STATED PROBLEM: Reproduce exactly the lines beginning with the line that contains "like (377, 107)." and ending at the final line of the material below.

(Object position labeling entries)

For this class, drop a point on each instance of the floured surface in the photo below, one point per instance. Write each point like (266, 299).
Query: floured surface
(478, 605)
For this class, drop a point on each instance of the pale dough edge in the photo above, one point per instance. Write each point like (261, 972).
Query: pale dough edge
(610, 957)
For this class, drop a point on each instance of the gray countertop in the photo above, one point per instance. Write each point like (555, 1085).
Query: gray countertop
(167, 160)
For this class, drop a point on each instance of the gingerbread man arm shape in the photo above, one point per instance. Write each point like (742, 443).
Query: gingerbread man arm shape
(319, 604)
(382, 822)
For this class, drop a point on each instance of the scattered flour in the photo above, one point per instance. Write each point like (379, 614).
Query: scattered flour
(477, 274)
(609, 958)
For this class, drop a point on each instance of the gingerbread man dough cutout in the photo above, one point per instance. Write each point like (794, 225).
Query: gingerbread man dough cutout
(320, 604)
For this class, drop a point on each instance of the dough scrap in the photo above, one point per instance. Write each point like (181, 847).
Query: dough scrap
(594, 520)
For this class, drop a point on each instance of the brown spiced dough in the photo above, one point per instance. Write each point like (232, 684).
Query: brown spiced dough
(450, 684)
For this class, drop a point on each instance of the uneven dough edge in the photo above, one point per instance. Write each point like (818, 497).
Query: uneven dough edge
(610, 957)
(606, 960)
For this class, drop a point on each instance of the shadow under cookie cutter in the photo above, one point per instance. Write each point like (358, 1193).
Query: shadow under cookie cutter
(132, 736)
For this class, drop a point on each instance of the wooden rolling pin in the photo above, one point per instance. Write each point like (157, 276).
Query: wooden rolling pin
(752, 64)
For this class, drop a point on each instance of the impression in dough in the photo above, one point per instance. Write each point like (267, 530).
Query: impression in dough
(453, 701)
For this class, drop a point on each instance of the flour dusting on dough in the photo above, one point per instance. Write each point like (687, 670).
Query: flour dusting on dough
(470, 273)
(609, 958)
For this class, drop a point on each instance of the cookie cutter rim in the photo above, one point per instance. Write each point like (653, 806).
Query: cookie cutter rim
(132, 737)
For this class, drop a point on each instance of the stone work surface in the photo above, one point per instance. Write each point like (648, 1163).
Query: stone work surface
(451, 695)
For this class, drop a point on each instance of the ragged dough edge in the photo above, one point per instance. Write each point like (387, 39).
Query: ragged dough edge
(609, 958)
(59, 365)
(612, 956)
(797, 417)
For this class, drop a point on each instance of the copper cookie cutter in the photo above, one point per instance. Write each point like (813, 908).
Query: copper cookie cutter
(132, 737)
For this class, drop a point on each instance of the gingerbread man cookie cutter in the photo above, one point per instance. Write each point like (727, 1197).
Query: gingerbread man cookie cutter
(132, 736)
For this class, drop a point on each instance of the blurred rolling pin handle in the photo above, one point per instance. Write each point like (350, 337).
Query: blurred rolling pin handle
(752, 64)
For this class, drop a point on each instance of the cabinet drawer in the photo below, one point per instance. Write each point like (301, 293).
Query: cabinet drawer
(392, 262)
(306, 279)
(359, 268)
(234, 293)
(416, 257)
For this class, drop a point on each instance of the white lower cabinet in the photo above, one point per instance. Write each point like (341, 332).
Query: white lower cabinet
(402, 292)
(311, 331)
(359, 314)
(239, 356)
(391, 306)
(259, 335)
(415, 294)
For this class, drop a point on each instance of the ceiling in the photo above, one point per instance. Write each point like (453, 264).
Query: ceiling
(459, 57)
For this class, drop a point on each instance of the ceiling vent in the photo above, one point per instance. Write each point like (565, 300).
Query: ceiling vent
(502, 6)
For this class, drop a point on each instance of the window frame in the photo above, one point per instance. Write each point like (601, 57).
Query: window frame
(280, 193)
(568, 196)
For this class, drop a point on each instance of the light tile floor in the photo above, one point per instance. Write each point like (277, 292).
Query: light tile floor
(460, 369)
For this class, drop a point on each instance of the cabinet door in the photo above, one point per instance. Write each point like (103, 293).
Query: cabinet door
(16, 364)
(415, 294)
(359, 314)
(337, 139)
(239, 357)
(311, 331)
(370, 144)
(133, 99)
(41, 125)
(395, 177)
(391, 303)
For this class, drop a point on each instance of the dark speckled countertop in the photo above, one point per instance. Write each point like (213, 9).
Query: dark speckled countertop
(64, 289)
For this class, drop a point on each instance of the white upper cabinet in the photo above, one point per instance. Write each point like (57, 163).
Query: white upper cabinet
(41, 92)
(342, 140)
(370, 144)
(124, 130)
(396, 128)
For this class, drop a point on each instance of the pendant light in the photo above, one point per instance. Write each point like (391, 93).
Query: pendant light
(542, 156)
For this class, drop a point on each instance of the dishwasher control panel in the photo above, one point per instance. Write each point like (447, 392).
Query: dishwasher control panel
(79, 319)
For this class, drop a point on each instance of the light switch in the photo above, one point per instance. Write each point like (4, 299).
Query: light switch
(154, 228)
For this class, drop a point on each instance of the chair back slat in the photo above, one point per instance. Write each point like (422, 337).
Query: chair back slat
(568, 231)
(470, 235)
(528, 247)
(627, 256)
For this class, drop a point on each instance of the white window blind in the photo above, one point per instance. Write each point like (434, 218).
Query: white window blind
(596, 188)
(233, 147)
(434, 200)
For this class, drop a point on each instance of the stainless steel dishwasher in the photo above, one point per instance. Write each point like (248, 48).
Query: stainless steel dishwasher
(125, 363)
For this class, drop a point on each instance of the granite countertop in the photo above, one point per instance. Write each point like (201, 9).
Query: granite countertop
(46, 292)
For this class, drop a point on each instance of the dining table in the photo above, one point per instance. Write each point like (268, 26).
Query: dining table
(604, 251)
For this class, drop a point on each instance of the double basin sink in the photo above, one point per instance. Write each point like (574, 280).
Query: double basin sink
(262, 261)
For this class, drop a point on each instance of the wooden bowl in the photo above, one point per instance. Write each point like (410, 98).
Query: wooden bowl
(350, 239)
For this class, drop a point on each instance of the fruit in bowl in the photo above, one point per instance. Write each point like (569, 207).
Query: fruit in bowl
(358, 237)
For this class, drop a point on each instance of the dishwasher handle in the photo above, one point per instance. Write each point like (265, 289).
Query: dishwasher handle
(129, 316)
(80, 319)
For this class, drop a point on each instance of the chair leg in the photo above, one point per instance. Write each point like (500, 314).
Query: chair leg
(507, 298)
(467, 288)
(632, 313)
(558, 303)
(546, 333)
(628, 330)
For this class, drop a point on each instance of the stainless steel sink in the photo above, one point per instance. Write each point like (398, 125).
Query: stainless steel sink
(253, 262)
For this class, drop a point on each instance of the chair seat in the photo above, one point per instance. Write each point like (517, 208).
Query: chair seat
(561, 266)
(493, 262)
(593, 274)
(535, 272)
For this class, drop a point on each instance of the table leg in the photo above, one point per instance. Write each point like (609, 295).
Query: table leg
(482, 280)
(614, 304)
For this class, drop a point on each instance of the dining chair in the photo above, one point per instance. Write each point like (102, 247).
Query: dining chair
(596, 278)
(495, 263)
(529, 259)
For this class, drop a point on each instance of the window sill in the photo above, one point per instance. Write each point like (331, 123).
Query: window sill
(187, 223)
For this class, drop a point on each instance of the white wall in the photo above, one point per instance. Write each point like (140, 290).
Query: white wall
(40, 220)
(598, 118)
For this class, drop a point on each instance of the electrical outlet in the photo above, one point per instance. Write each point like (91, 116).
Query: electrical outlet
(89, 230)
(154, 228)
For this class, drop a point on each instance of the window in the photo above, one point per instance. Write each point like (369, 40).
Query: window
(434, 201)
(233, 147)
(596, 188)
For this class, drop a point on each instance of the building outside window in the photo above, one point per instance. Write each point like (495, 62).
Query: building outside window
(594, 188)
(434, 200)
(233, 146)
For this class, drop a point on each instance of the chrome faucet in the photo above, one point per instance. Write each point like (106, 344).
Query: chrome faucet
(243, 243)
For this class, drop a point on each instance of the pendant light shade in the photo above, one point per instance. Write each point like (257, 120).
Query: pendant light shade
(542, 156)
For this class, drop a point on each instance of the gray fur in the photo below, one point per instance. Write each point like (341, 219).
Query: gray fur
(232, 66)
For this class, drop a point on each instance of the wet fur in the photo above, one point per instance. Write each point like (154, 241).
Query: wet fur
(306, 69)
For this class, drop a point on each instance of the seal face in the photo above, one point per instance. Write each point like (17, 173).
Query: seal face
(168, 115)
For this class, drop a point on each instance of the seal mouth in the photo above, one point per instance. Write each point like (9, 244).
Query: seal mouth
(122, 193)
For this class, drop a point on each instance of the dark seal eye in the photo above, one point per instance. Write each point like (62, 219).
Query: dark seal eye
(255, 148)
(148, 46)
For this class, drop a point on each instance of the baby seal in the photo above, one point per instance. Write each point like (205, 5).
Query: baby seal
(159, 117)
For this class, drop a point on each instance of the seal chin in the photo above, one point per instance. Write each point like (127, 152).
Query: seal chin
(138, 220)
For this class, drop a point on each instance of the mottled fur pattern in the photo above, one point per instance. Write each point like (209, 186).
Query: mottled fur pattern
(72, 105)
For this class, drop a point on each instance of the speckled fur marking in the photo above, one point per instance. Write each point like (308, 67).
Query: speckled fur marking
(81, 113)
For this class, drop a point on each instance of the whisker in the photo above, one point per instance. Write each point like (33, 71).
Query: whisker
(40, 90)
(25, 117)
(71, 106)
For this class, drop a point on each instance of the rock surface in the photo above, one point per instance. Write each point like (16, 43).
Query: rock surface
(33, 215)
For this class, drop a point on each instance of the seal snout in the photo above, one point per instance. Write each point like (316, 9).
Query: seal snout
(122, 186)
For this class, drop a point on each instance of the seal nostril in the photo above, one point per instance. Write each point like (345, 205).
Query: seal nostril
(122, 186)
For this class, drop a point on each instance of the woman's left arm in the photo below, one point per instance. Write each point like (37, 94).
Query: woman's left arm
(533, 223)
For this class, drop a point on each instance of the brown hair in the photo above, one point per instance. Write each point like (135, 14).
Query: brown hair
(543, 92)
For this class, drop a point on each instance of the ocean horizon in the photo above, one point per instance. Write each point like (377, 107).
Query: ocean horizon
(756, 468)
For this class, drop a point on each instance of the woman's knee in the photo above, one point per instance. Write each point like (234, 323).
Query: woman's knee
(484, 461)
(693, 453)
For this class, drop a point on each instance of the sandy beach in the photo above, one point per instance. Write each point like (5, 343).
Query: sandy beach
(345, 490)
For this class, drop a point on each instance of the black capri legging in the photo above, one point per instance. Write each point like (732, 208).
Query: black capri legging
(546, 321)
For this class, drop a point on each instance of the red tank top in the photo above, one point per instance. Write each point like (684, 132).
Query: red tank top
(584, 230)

ANSWER FOR THE TASK:
For this class, drop a point on each instance of the ocean horizon in the photo above, one point per instance. Write each point like (377, 107).
Query: ocean horizon
(756, 468)
For this class, drop a point on each instance of the woman's knee in the photo above, one point per instance. Write each point like (234, 323).
Query: woman's knee
(484, 461)
(693, 453)
For this class, drop a point on each instance of the sandy beach in the photo above, one point per instance. Write each point like (5, 343).
Query: sandy beach
(345, 490)
For this class, drop a point on each instance of the black capri legging in the photo above, one point per instance. Write each point like (732, 208).
Query: black capri legging
(546, 321)
For this class, drop a point on each instance of the red tank top in the photo above, one point per instance. Write each point like (684, 132).
Query: red tank top
(584, 230)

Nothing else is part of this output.